(Source extract):
________________

Throughout our time together in the Zip Code Memory Project, we turned to performance to connect, touch, and express our feelings. The workshops offered a space to improvise and trust each other. But we wanted to enlarge our circle to engage our families and larger communities.
We invited participants, their families, and friends to create postcards, responding to two questions: What have we lost and learned from Covid? And: How can we heal and grow together? We invited friends to a pop-up exhibition of our body maps, where we could engage with them together. Several hundred neighbors joined our December 2021 Gathering for Covid, a much needed candle-light vigil with testimonials, music, and song. Our walk through the neighborhood, accompanied by drums and chanting made the loss and mourning public, demanding acknowledgment. We were present–– and carrying our dead. The Sing Harlem Choir reminded us that there was hope and beauty, even in the dark.

________________

(Provided information):

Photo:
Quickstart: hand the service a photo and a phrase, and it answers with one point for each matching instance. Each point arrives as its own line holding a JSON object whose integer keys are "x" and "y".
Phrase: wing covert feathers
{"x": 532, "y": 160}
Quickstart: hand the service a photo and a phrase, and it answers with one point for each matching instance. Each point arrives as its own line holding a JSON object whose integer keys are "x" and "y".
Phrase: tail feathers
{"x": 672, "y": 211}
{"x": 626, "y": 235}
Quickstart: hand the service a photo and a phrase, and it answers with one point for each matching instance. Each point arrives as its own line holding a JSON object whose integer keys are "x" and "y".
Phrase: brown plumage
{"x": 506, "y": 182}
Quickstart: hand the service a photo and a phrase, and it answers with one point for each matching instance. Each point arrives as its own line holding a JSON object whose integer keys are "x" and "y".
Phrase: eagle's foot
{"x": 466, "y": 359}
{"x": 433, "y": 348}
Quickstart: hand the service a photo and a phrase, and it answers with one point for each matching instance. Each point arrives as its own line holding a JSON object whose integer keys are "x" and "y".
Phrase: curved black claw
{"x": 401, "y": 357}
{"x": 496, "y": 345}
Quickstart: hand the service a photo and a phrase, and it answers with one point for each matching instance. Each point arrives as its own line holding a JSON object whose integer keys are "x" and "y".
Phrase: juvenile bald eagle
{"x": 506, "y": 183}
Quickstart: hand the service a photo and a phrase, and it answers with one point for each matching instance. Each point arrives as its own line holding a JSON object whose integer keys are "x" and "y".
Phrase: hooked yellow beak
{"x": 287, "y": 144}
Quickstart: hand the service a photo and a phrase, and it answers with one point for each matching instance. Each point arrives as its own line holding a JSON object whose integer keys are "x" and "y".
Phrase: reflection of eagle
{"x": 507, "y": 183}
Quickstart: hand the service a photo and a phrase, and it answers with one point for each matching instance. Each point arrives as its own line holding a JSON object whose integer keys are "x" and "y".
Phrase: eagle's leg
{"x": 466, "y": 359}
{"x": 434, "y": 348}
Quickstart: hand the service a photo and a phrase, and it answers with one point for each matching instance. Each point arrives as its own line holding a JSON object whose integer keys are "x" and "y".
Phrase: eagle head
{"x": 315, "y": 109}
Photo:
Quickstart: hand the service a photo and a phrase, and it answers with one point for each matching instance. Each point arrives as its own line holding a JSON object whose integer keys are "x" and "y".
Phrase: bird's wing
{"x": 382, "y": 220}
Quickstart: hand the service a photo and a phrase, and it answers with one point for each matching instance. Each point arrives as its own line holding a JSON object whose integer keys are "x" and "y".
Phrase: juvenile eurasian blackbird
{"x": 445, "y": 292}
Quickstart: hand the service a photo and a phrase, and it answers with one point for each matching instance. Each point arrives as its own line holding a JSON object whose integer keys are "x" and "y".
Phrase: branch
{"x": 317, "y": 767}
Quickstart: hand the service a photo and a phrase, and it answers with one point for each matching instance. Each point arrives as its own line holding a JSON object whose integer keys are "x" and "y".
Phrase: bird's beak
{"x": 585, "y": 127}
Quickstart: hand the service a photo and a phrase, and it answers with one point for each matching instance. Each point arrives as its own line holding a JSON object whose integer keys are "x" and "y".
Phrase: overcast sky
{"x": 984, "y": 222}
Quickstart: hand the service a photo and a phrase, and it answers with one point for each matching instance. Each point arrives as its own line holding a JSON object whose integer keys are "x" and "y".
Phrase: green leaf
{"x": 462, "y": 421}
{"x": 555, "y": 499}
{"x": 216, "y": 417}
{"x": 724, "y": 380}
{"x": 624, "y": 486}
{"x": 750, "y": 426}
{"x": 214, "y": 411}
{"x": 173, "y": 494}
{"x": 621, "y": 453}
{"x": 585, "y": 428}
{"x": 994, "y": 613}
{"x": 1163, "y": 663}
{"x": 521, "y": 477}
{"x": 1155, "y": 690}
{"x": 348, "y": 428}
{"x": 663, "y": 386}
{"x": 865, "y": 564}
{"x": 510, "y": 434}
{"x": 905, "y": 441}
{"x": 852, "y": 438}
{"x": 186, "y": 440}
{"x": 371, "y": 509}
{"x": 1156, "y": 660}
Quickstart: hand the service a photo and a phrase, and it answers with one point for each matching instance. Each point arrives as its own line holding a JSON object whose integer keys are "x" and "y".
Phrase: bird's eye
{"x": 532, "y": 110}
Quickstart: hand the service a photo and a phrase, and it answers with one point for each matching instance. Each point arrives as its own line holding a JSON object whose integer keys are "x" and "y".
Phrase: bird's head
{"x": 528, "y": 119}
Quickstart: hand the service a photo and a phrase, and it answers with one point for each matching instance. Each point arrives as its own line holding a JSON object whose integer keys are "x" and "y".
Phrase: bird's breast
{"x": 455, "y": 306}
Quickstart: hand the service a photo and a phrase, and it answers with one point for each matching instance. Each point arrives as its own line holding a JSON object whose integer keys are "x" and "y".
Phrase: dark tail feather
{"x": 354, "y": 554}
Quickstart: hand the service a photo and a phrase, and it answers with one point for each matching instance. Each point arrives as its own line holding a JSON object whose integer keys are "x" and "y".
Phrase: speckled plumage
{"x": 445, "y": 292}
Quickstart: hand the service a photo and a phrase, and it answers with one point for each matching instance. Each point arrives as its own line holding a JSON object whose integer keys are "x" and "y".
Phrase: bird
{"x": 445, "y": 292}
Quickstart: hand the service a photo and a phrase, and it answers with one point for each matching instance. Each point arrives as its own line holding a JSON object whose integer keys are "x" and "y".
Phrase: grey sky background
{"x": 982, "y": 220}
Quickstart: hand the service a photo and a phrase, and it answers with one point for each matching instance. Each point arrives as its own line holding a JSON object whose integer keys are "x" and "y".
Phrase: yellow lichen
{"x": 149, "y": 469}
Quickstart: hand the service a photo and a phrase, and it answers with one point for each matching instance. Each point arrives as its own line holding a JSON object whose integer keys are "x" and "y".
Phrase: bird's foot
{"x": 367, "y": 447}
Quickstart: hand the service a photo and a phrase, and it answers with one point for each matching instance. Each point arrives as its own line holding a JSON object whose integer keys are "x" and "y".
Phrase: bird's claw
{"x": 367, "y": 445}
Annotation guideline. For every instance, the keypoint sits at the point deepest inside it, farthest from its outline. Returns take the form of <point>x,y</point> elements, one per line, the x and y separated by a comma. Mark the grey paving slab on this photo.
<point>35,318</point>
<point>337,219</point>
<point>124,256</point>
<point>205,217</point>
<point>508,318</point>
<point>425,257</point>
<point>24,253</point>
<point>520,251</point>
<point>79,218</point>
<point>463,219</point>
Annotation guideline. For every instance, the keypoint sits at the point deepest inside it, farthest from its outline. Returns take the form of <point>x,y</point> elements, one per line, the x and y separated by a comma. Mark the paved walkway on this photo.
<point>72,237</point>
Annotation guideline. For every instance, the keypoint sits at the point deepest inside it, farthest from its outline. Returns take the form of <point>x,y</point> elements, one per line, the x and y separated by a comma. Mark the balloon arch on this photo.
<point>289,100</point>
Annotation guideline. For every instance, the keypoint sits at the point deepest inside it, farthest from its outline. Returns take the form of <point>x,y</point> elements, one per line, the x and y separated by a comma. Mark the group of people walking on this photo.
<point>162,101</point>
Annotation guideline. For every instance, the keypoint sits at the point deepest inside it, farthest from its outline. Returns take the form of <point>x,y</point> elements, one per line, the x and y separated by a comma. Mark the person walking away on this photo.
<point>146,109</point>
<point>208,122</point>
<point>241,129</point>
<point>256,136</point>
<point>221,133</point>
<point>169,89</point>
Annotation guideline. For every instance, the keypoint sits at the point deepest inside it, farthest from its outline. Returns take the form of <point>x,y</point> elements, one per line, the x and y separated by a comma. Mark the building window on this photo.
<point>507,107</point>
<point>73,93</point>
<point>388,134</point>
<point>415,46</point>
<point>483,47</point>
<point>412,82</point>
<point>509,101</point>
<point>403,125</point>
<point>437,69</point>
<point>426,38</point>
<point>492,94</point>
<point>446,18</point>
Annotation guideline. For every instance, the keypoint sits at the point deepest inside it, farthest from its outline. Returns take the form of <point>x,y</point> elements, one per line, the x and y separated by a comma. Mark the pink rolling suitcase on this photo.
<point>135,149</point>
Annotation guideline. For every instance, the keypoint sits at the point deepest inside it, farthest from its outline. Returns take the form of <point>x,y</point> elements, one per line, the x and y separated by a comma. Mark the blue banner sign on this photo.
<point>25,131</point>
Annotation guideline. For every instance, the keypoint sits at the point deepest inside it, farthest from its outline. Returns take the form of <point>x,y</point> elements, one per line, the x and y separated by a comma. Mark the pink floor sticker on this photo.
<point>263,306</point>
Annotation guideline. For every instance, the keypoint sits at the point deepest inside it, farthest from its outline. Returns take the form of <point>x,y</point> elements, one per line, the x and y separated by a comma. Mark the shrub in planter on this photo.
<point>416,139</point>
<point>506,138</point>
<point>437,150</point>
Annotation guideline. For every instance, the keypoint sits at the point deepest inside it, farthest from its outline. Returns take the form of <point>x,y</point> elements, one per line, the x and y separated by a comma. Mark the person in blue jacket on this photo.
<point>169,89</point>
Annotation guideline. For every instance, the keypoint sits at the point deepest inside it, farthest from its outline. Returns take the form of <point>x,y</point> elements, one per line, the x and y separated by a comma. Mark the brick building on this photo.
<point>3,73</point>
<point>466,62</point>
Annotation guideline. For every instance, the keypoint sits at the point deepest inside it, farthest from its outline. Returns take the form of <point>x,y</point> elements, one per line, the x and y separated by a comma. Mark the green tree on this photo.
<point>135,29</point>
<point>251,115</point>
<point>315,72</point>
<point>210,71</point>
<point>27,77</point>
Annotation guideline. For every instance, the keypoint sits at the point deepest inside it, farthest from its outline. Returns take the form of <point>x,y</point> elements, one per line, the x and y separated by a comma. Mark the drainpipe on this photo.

________________

(Task objective):
Could you extract, word for word, the part of the passage about the Zip Code Memory Project starting at "We invited participants, their" and ending at "in the dark."? The records were drawn from a different source than the passage about the Zip Code Memory Project.

(Response to the task):
We invited participants, their families, and friends to create postcards, responding to two questions: What have we lost and learned from Covid? And: How can we heal and grow together? We invited friends to a pop-up exhibition of our body maps, where we could engage with them together. Several hundred neighbors joined our December 2021 Gathering for Covid, a much needed candle-light vigil with testimonials, music, and song. Our walk through the neighborhood, accompanied by drums and chanting made the loss and mourning public, demanding acknowledgment. We were present–– and carrying our dead. The Sing Harlem Choir reminded us that there was hope and beauty, even in the dark.